* Aim of the exercise *
State how many lines in the records below contain the string "windshield", and reply with the number alone.
-=-=-=-=-
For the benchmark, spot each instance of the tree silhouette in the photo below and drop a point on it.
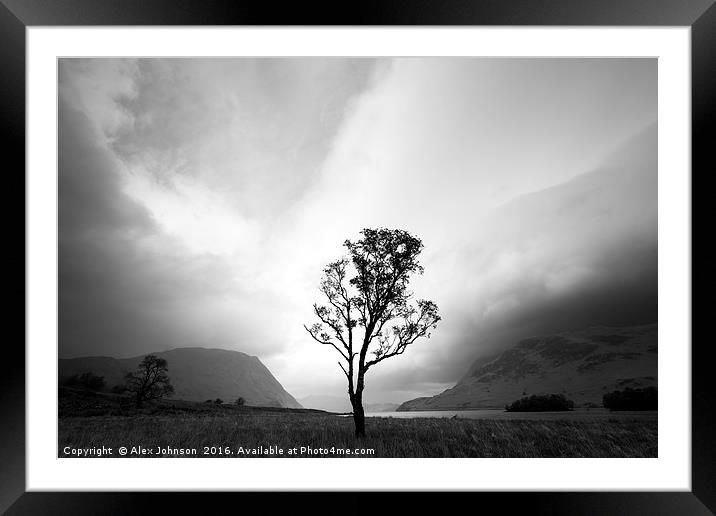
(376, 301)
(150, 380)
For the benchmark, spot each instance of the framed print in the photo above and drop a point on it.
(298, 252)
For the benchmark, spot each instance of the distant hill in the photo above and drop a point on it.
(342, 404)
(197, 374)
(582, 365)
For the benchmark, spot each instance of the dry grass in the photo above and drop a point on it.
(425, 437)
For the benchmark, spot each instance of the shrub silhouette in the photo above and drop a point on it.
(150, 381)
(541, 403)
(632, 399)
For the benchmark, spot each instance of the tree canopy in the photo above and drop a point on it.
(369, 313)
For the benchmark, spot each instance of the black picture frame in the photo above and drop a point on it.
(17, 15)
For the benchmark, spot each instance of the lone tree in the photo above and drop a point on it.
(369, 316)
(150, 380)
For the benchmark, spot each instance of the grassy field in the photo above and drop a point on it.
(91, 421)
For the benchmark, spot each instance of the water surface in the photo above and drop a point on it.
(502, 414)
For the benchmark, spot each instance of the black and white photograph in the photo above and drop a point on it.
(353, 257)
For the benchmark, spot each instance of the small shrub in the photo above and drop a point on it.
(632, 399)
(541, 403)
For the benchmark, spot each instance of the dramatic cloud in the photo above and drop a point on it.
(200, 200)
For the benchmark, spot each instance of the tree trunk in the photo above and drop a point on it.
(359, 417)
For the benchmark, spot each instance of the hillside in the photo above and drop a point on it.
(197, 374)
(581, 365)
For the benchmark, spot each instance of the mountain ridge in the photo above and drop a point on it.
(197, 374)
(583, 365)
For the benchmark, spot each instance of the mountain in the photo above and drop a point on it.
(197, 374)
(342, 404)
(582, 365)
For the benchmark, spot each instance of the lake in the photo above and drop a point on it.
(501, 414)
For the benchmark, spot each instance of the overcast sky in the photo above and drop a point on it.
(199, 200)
-=-=-=-=-
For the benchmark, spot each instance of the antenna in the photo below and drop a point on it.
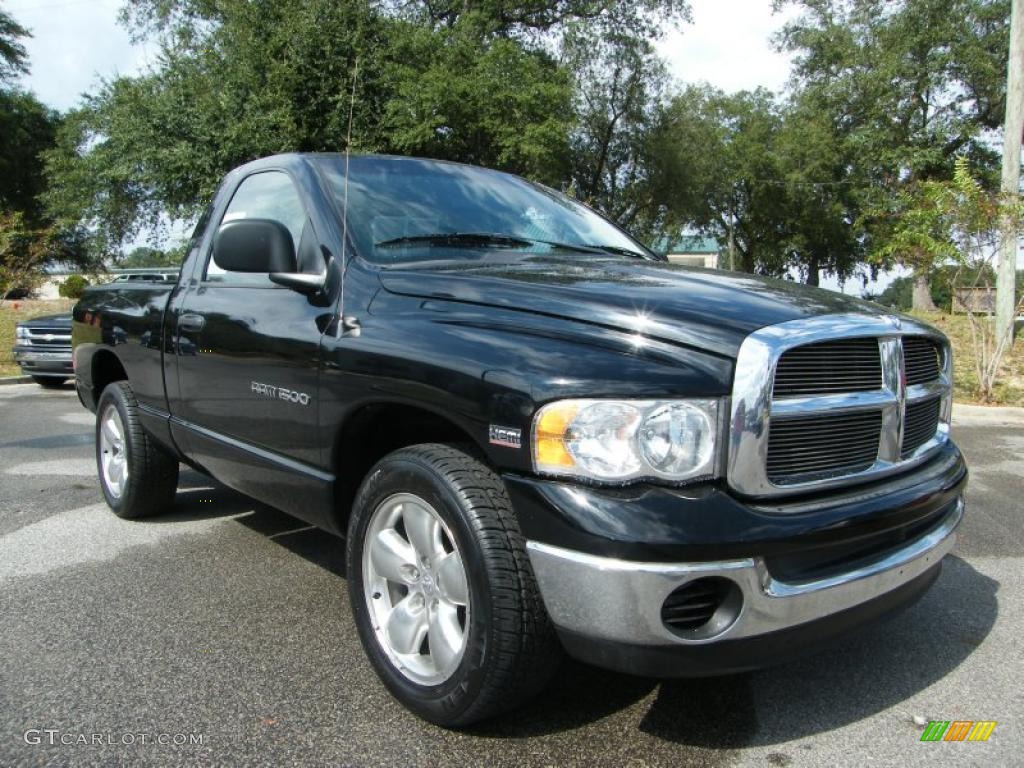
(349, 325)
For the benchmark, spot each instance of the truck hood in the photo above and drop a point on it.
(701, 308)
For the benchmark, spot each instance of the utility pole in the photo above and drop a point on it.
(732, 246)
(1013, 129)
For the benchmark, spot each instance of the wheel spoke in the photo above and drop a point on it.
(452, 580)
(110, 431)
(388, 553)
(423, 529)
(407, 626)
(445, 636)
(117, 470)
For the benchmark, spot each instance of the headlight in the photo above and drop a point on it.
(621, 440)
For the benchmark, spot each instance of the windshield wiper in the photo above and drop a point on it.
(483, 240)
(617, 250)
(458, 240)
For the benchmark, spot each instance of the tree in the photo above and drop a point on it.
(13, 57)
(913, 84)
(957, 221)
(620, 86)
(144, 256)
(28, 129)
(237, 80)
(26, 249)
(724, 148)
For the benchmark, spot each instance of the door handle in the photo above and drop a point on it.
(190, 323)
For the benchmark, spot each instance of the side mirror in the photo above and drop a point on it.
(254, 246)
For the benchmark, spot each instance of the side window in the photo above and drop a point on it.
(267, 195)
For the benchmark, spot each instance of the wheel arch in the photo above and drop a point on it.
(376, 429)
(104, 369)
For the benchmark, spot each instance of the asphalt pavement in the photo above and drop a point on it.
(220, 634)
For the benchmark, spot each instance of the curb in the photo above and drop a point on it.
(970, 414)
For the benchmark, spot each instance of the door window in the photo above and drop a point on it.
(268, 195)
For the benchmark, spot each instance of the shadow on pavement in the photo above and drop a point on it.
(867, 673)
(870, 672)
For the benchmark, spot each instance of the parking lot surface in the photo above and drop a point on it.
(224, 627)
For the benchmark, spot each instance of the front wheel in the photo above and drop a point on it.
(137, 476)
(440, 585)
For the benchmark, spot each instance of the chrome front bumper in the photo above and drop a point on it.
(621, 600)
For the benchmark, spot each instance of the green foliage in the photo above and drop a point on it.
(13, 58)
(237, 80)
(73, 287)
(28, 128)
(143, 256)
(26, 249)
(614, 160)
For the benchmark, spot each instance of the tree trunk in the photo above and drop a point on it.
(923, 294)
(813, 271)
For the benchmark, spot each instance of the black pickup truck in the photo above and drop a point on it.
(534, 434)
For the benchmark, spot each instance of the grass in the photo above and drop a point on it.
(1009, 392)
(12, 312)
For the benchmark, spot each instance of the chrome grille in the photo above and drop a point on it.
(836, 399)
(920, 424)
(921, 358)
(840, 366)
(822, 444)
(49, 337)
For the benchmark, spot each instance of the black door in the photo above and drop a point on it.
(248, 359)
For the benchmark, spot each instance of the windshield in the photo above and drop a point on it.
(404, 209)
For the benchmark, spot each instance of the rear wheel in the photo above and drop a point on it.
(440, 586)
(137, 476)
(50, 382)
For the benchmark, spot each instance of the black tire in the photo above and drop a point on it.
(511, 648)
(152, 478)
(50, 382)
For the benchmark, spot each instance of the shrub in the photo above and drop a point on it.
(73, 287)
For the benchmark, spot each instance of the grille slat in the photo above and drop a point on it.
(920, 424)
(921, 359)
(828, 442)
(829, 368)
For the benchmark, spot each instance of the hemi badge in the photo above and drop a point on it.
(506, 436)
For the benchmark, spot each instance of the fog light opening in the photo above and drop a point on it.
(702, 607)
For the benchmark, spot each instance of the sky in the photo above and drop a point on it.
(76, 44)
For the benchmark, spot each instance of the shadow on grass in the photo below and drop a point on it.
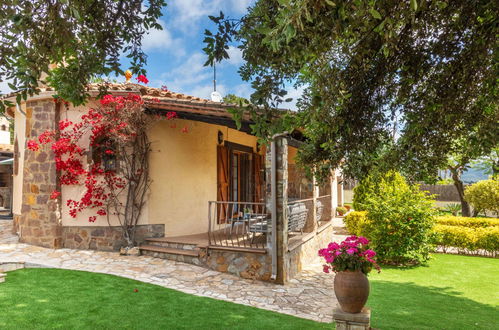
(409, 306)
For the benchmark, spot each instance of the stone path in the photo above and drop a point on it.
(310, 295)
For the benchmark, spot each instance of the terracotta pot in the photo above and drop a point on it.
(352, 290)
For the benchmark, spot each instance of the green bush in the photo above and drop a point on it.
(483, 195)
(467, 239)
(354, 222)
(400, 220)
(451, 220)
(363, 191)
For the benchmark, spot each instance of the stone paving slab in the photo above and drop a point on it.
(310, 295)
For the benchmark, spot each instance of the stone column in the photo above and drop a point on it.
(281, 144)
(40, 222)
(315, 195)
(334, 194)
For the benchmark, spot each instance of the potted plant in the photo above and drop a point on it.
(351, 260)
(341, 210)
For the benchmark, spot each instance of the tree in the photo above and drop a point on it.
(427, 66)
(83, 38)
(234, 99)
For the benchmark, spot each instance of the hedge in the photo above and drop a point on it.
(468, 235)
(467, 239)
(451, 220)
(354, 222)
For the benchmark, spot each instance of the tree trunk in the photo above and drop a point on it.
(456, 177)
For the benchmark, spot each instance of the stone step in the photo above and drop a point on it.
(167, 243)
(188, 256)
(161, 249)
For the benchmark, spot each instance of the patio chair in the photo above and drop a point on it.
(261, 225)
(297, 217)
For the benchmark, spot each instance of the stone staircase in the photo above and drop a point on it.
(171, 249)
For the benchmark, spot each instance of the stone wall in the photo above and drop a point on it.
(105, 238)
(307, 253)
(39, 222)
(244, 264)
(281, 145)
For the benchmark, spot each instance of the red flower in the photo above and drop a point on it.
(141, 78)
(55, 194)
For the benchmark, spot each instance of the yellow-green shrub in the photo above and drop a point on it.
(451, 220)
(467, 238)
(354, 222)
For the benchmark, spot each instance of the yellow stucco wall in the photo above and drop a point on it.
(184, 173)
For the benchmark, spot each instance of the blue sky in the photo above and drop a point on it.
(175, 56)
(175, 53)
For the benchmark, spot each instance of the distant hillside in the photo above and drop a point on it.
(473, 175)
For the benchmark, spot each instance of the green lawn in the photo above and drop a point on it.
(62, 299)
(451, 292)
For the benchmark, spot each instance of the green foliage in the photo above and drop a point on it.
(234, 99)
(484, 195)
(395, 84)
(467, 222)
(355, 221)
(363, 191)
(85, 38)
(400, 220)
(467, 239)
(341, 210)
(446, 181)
-=-=-=-=-
* Exercise solution *
2